(TEXT EXCERPT Opens)

NAZ Leads Global Push for Zero HIV Stigma Day with the release of a moving film
Zero HIV Stigma Day returns on 21 July 2025 with a renewed global call to end one of the most damaging barriers to ending the HIV epidemic: stigma. The grassroots movement, launched by UK-based sexual health charity NAZ, is now recognised globally as the only campaign focused solely on dismantling HIV stigma across healthcare, policy, and society at large. This year’s campaign is centred on the theme “Awareness to Action: The Path to 2030,” reminding the world that stigma must be addressed if we are to meet the UN target of ending AIDS as a public health threat by the end of the decade.
To mark the 2025 campaign, NAZ has released a powerful new short film featuring real people living with HIV speaking openly to their friends and family. In intimate, unscripted conversations, they explore how a diagnosis affects not only their lives, but the lives of those closest to them. The film is a deeply human portrayal of truth, fear, resilience, and love, and will be available on YouTube on 21 July.
Despite decades of progress in treatment and prevention, stigma continues to kill.

(TEXT EXCERPT Closes)

• WORK TO BE COMPLETED: According to the text on Zero HIV Stigma Day, what is the theme of the 2025 campaign?

(STUDY MATERIAL Opens)

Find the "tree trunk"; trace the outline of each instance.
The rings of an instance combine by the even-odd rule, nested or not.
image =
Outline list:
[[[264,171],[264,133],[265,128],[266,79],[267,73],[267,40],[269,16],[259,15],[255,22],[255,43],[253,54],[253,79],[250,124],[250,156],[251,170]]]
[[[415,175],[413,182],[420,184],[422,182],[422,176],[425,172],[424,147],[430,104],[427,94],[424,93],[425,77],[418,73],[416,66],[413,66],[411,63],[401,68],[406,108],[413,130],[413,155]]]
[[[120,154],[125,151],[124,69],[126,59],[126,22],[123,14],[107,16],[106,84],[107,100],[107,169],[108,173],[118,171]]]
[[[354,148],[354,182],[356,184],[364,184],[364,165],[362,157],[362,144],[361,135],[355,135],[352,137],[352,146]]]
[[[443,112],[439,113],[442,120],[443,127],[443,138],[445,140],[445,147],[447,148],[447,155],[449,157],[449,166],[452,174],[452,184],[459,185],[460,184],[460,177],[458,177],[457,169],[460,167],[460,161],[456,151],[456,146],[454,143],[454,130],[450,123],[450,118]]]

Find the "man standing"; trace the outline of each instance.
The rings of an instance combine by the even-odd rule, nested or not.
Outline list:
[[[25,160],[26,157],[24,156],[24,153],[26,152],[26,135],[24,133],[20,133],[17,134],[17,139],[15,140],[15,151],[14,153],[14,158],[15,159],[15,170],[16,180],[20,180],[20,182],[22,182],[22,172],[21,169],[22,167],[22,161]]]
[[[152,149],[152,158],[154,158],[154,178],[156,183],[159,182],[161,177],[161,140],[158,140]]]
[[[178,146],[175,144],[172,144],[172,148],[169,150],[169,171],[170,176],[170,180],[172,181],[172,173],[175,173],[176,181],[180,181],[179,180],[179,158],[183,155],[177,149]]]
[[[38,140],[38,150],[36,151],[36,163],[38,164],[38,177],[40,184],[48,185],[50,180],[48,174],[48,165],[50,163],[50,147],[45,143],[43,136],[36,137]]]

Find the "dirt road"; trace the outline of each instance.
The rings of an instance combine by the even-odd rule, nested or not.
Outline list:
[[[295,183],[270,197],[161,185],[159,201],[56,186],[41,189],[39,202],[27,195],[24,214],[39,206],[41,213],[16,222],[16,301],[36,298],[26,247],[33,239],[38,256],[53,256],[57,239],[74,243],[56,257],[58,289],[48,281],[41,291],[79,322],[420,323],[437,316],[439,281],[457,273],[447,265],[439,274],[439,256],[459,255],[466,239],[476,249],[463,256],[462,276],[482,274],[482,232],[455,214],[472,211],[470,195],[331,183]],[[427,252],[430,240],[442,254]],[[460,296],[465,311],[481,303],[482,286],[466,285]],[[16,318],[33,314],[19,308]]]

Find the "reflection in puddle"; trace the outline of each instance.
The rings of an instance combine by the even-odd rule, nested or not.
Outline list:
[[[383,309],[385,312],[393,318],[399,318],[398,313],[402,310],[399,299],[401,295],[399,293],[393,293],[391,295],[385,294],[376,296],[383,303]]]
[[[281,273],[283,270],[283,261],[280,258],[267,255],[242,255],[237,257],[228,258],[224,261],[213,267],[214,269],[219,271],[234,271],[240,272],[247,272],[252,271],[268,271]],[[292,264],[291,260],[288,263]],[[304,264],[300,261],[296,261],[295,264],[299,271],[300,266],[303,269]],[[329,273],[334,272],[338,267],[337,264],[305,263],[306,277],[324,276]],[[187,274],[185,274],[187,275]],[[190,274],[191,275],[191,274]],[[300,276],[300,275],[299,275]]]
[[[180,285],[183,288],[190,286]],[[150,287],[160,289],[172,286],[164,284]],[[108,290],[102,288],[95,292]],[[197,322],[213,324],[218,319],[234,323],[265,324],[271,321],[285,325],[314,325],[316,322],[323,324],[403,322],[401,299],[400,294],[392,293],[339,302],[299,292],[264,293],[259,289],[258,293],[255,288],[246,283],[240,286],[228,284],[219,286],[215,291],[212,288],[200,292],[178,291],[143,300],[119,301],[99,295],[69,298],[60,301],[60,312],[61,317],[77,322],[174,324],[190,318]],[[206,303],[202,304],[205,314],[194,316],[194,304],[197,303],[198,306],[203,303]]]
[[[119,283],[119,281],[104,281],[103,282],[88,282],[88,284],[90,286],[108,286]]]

(STUDY MATERIAL Closes)

• EXERCISE OUTPUT: The theme of the 2025 campaign is "Awareness to Action: The Path to 2030."